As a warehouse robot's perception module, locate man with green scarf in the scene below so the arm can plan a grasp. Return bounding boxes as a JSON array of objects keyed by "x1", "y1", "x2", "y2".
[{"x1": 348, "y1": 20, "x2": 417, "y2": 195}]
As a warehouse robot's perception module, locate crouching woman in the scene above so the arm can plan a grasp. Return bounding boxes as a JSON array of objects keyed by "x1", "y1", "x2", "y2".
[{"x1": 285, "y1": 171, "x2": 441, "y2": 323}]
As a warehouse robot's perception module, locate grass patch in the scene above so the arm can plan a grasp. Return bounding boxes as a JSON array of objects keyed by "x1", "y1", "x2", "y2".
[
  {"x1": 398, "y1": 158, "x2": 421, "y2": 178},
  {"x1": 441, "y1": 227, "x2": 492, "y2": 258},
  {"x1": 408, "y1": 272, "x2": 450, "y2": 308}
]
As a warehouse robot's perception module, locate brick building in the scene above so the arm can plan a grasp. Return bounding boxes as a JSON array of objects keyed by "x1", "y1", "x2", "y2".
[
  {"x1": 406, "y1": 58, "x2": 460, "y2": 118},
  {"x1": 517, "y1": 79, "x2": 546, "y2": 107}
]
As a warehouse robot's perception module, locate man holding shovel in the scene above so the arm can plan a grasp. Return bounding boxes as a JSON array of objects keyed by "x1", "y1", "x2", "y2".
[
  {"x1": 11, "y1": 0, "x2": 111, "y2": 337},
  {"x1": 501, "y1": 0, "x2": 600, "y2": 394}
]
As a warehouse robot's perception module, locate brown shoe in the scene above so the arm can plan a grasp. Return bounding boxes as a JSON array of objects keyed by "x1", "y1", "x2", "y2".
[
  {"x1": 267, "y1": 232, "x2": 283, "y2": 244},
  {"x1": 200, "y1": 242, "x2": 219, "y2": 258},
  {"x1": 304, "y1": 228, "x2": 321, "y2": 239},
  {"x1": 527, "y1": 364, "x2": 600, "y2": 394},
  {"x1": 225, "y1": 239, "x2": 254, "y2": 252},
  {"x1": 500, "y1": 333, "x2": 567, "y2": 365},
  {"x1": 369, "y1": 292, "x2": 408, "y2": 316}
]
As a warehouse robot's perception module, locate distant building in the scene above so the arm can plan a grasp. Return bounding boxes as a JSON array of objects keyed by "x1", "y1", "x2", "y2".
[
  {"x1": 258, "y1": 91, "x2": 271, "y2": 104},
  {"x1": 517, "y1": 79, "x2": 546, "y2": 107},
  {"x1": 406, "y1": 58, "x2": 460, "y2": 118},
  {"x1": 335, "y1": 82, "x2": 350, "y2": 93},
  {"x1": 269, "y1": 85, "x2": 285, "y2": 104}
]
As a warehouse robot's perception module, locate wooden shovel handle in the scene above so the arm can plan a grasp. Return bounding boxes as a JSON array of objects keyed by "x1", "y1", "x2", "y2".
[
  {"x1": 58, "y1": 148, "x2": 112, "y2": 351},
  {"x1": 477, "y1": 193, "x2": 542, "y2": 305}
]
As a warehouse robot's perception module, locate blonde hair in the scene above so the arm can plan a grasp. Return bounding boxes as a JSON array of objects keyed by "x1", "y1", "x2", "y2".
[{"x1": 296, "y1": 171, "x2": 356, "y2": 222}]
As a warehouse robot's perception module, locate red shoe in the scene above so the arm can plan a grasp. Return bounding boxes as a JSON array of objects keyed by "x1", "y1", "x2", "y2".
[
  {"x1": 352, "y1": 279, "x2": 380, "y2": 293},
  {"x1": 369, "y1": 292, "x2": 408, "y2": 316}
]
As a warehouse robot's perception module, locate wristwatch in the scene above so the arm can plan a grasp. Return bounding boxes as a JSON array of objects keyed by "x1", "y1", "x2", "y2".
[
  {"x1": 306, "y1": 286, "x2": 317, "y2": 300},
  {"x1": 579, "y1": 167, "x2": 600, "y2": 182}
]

Aim:
Write out every entry again, switching "the arm" to "the gripper" and leaving everything else unchanged.

Solved exercise:
As a warehouse robot's perception module, locate man with green scarf in the scene below so the gripper can plan a grasp. Return bounding boxes as a JSON array of objects keyed by "x1", "y1", "x2", "y2".
[{"x1": 348, "y1": 20, "x2": 417, "y2": 195}]
As a warehouse robot's perception module, locate crouching woman in the scene above so the gripper can plan a grasp. Return bounding boxes as a JSON array of objects keyed by "x1", "y1", "x2", "y2".
[{"x1": 285, "y1": 171, "x2": 441, "y2": 323}]
As a warehouse robot's perception module, locate grass patch in the scene above so the gripper can plan a grasp. Return bounding boxes as a JSON array of objects keyed by "x1", "y1", "x2", "y2".
[
  {"x1": 398, "y1": 158, "x2": 421, "y2": 178},
  {"x1": 441, "y1": 227, "x2": 492, "y2": 258},
  {"x1": 408, "y1": 272, "x2": 450, "y2": 308}
]
As a warehouse robot's perception module, locate brick building in the scene above so the gripper can plan a grasp. Return bounding boxes as a JSON array of objects keyed by "x1", "y1", "x2", "y2".
[
  {"x1": 406, "y1": 58, "x2": 460, "y2": 118},
  {"x1": 517, "y1": 79, "x2": 546, "y2": 107}
]
As a warehouse robot's perception module, locate man holding shovel in the scene above so the gripper can plan a grasp. Return bounding boxes as a JSON array of objects keyed by "x1", "y1", "x2", "y2".
[
  {"x1": 11, "y1": 0, "x2": 111, "y2": 337},
  {"x1": 501, "y1": 0, "x2": 600, "y2": 394}
]
As a warehouse robot's perception module, locate brown shoe in the scene above so the gripper can plan a grasp. Return bounding boxes as a JSON array of objects keyed by "x1", "y1", "x2", "y2".
[
  {"x1": 267, "y1": 232, "x2": 283, "y2": 244},
  {"x1": 200, "y1": 242, "x2": 219, "y2": 258},
  {"x1": 304, "y1": 228, "x2": 321, "y2": 239},
  {"x1": 527, "y1": 364, "x2": 600, "y2": 394},
  {"x1": 225, "y1": 239, "x2": 254, "y2": 252},
  {"x1": 500, "y1": 333, "x2": 567, "y2": 365},
  {"x1": 369, "y1": 292, "x2": 408, "y2": 316}
]
As a warehouse robot's perception module, locate distant building in the scene above so the gripper can plan a grasp. Return bounding boxes as a JSON array of objects keyed by "x1", "y1", "x2", "y2".
[
  {"x1": 258, "y1": 91, "x2": 271, "y2": 104},
  {"x1": 517, "y1": 79, "x2": 546, "y2": 107},
  {"x1": 406, "y1": 58, "x2": 460, "y2": 118},
  {"x1": 335, "y1": 82, "x2": 350, "y2": 93},
  {"x1": 269, "y1": 85, "x2": 285, "y2": 104}
]
As a warehouse robot's perception module, locate wooden shovel handle in the scene above so the gripper can plan a grasp. Return bounding boxes as a JSON array of objects keyed by "x1", "y1", "x2", "y2".
[
  {"x1": 58, "y1": 148, "x2": 112, "y2": 351},
  {"x1": 477, "y1": 193, "x2": 542, "y2": 305}
]
As a warehouse robot's perception module, locate blonde hair in the scene above so the gripper can plan a grasp. Return bounding boxes as a JSON array of objects keyed by "x1", "y1", "x2", "y2".
[{"x1": 296, "y1": 171, "x2": 356, "y2": 222}]
As a warehouse robot's perception module, locate red shoe in the scene above so the gripper can plan a grasp. Return bounding boxes as a JSON array of objects keyed by "x1", "y1", "x2", "y2".
[
  {"x1": 352, "y1": 279, "x2": 380, "y2": 293},
  {"x1": 369, "y1": 292, "x2": 408, "y2": 316}
]
As a warehouse robot's perception module, locate wristwatch in the scene above so the gripper can plan a grasp. Return bounding boxes as a JSON array of objects keyed by "x1", "y1", "x2", "y2".
[
  {"x1": 306, "y1": 286, "x2": 317, "y2": 300},
  {"x1": 579, "y1": 167, "x2": 600, "y2": 182}
]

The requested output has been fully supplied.